## What to produce
Copy the rows below word for word, leaving out the pictures.

-- Start Available records --

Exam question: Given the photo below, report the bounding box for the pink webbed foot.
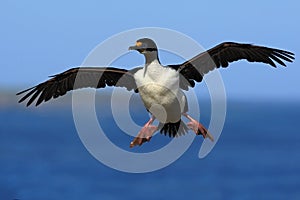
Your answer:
[183,113,214,142]
[130,118,157,148]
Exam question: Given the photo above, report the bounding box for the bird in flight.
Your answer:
[17,38,294,147]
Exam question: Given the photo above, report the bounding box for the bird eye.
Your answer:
[135,42,143,47]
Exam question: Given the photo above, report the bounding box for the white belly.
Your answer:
[135,61,186,123]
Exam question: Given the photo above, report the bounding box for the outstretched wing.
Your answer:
[170,42,294,89]
[17,67,139,106]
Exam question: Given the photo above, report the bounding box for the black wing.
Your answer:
[17,67,140,106]
[170,42,295,89]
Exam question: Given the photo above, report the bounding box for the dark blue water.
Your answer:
[0,101,300,200]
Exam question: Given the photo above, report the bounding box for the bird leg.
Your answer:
[130,116,158,148]
[182,113,214,142]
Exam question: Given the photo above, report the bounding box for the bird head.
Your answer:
[129,38,157,54]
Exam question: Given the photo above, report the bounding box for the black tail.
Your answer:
[158,119,188,137]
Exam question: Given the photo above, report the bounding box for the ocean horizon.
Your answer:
[0,94,300,200]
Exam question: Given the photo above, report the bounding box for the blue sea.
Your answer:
[0,99,300,200]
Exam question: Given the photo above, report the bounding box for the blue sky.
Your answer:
[0,0,300,99]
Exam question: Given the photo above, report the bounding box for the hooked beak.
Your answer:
[128,46,139,50]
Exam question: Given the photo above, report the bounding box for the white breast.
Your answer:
[134,61,186,123]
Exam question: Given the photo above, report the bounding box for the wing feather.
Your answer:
[17,67,139,106]
[170,42,295,90]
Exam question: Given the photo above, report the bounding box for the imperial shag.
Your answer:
[17,38,294,147]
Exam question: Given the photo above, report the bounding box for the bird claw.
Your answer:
[130,124,157,148]
[187,119,214,142]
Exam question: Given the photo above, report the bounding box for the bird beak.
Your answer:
[128,42,144,50]
[128,46,139,50]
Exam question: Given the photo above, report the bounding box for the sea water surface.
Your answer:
[0,96,300,200]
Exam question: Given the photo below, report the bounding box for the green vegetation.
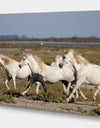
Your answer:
[89,107,100,115]
[0,44,100,105]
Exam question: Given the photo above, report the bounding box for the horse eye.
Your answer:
[63,56,65,59]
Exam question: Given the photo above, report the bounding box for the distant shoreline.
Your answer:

-- End Available records --

## Output
Exam question: Given the photo below, report the bounding box for the pink webbed foot.
Your answer:
[183,113,214,142]
[130,118,157,148]
Exam question: Given the photo above, report the bounding box for the bird in flight.
Your answer:
[17,38,294,147]
Exam question: Given the photo above, report the bounding box for the bird eye.
Your answer:
[135,42,143,47]
Exam question: Given the photo above, report the bounding box for the white belly.
Your answer:
[135,61,186,123]
Exam question: Given the photo above, report the bounding box for the outstretched wing.
Your answer:
[170,42,294,89]
[17,67,139,106]
Exam question: Given the photo above, report the bounding box for the black wing.
Your answer:
[17,67,140,106]
[170,42,295,89]
Exam question: Given the photo above, report the bounding box for the dark blue water.
Your answer:
[0,101,300,200]
Exam question: Given the photo above, report the bounding box for the bird leg.
Your answer:
[130,116,158,148]
[182,113,214,142]
Exam question: Given the photo above, report the bounding box for the bird head.
Your answer:
[129,38,157,54]
Exam question: Given the photo above, report the bounding box for the black tail.
Your answer:
[158,119,188,137]
Exam question: Given the photo above, report the bounding box for the ocean horizon.
Your answer:
[0,94,300,200]
Exam question: Given the photo above, report the bounding box for the blue sea.
Your answer:
[0,99,300,200]
Exam question: Given the photo above, report the bounding box for the blue sky.
Your answer:
[0,0,300,99]
Exam question: Given the photo above, report the bounding box for the hooked beak.
Your answer:
[128,46,139,50]
Exam question: Given the photo above, report the bounding box for the white breast.
Your answer:
[134,61,186,123]
Exam question: Given the photo above, report the bounding box for the wing feather.
Your answer:
[17,67,139,106]
[170,42,295,90]
Exam question: Given the photo above, report the bounding box for the imperial shag.
Your answer:
[17,38,294,147]
Exam question: Given the photo above, report the bounding box for the bird claw.
Your answer:
[130,124,157,148]
[187,119,214,142]
Exam question: Given the photo above, report the bounding box for the bird beak.
Your answer:
[128,42,144,50]
[128,46,139,50]
Exam question: Given the photo above, report the bounding box for the sea water surface.
Your answer:
[0,96,300,200]
Exam question: Given the photo below, report the bounding box for the green vegetation.
Your answer:
[89,107,100,115]
[0,44,100,105]
Exam question: Given the photo above, report the bounding box for the horse eye.
Your answer:
[63,56,65,59]
Exam question: Given the photo above, report the bounding box for the distant shoreline.
Your answer:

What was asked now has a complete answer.